> DIRECTIONS: Exclude the pictures, then copy all remaining records exactly.

# START OF MATERIALS PROVIDED

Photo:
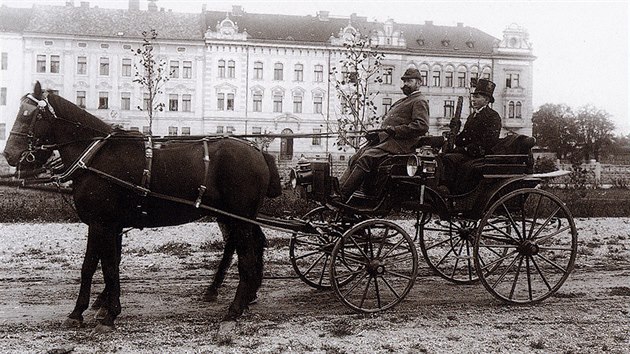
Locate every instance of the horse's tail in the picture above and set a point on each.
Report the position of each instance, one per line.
(275, 188)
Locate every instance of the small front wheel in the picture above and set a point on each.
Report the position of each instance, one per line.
(373, 266)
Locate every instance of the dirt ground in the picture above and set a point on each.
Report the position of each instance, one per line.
(165, 271)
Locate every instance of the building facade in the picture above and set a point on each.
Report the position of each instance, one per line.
(244, 73)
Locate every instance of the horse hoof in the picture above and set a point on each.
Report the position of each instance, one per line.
(100, 314)
(72, 323)
(103, 329)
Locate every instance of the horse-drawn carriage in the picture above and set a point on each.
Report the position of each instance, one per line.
(519, 241)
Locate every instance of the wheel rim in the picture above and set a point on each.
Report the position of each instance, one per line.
(310, 254)
(374, 266)
(530, 260)
(447, 247)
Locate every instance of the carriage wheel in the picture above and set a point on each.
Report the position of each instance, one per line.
(529, 261)
(310, 254)
(447, 247)
(378, 261)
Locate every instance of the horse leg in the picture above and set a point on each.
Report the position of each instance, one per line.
(101, 299)
(90, 262)
(212, 292)
(249, 247)
(110, 262)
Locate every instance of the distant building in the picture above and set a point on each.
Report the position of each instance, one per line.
(248, 73)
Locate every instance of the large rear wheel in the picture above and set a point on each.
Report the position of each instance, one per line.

# END OF MATERIALS PROVIDED

> WRITTEN RESPONSE:
Photo:
Locate every instance of the horse's tail in the picture above and set a point on each.
Report the position of each instance, one per line.
(275, 188)
Locate every instance of the small front wheel in the picture above and set a point on each.
Report the position of each instance, one per line.
(373, 266)
Locate every instance of the dirt ground in the picture above and set a point on each.
Report the position of each instance, one per line.
(165, 271)
Locate every instance of the building facade in the picture above and set a point on each.
Report the position of each instance, one per line.
(244, 73)
Locate every instance of the horse hoof in the picture above and set a point on each.
Report the position of each instance, one per line.
(100, 314)
(72, 323)
(103, 329)
Locate every instance of the horse-drawn carriage in the picture above and set a point on each.
Report the position of each instance, one per line.
(519, 241)
Locate every instance of the wheel rim in the picture above and set a point on each.
Report the position of each instance, one per line.
(310, 254)
(374, 266)
(530, 260)
(447, 247)
Locate every instance of the carriage wheel in the picture above and set a point on each.
Report the position of each instance, one per line.
(529, 261)
(310, 254)
(447, 247)
(378, 261)
Locate every instance of the horse leg in the picture above and set a point on each.
Report the position of each instance, one per line.
(101, 299)
(90, 262)
(212, 292)
(249, 247)
(110, 262)
Locate every instance of the distant building in the picture above and set a point on each.
Report the position of each instance, one per line.
(248, 73)
Locate every instance of the large rear wheel in the picture above and set a point on each.
Report the position of each instance, one per line.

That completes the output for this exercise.